# Hayes stile Track Bumpers



## chaingun (Jan 4, 2008)

I have been putting this project off for a while. I had some steel lying around for awhile so looking through a Walthers catalog I saw these Hays style bumpers. I decided I am a welding kind of guy – I could do that. So I whipped up about 10 of them.





































I used ¼ inch solid square stock for the legs and 1/8X1/2 inch strap for the bumper pad. I welded 10 penny duplex nails on the bottom of the legs to stick in the ground.
Best, Ted


----------



## eheading (Jan 5, 2008)

Ted, They REALLY look nice!! Nice job!!

Ed


----------



## Stan Cedarleaf (Jan 2, 2008)

Those are great, Ted. You need to market them. I could use a few myself...


----------



## audi84 (Jan 13, 2008)

As Stan said , you need to market them I would buy at least 6, so ?????












audi84, ne: Noel1


----------



## altterrain (Jan 2, 2008)

Very nice. You should sell them. I'd use them replace my Aristo ones! 

-Brian


----------



## bvdrr (Jan 3, 2008)

Iv'e wondered bafore why someone didn't make these, I have tryed before to make some out of 332 rail without success. Good job
Fred


----------



## hawkeye2 (Jan 6, 2008)

Look good Ted. I like the nails to anchor them with. That is an idea that could be adapted to indoor RRs and other scale too.

Doug


----------



## aceinspp (Jan 2, 2008)

Cool. Nice job and like the color. I need some. Later RJD


----------



## chaingun (Jan 4, 2008)

Thanks for the kind comments. I never thought of selling them. I guess if there was enough interest I could do some for folks here on MLS. I would have to figure material cost. I think Aristo bumpers sell for around $6.50 a pop. I may not be able to beat that but think I could get in the ball park. Let me know if you are interested and I will get out my pencil and do the math. 
Best, Ted


----------



## Stan Cedarleaf (Jan 2, 2008)

Posted By chaingun on 17 Dec 2009 06:55 AM 
Let me know if you are interested and I will get out my pencil and do the math. 

Hi Ted, I'm interested. Contact me offline. [email protected]


----------



## Nicholas Savatgy (Dec 17, 2008)

Ted i'd be in for a bunch as well, you can pm me. let me know how much $.


----------



## Bob in Kalamazoo (Apr 2, 2009)

I would be interested in a few. I only have one spot right now where i could use one, but I'd want to get probably at least three.
Bob


----------



## JackM (Jul 29, 2008)

Put me down for 8 or 10. [email protected] 

jack


----------



## John J (Dec 29, 2007)

And a new Cottage industry is born







You do live in a cottage don't you Ted?


----------



## chaingun (Jan 4, 2008)

Ya JJ - 
a single-wide with attached bunker.


----------



## Dave F (Jan 2, 2008)

Wow, Nice job... Put me down for a half dozen..


----------



## John J (Dec 29, 2007)

Posted By chaingun on 27 Dec 2009 06:01 PM 
Ya JJ - 
a single-wide with attached bunker. 

Bunkers are kewl


----------



## chaingun (Jan 4, 2008)

#### [Work required]
Reproduce the track bumper thread word for word, everything from "Those are great, Ted." down to "least 6, so ?????".

#### [Record excerpts]
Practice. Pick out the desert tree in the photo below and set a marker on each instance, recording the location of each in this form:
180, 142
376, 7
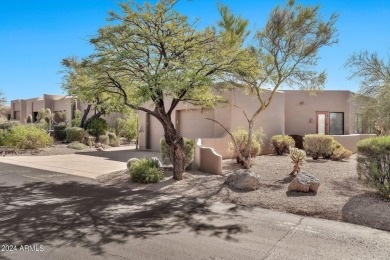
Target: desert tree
374, 93
286, 55
151, 58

#### [Answer to this task]
Those are great, Ted. You need to market them. I could use a few myself...


----------



## audi84 (Jan 13, 2008)

As Stan said , you need to market them I would buy at least 6, so ?????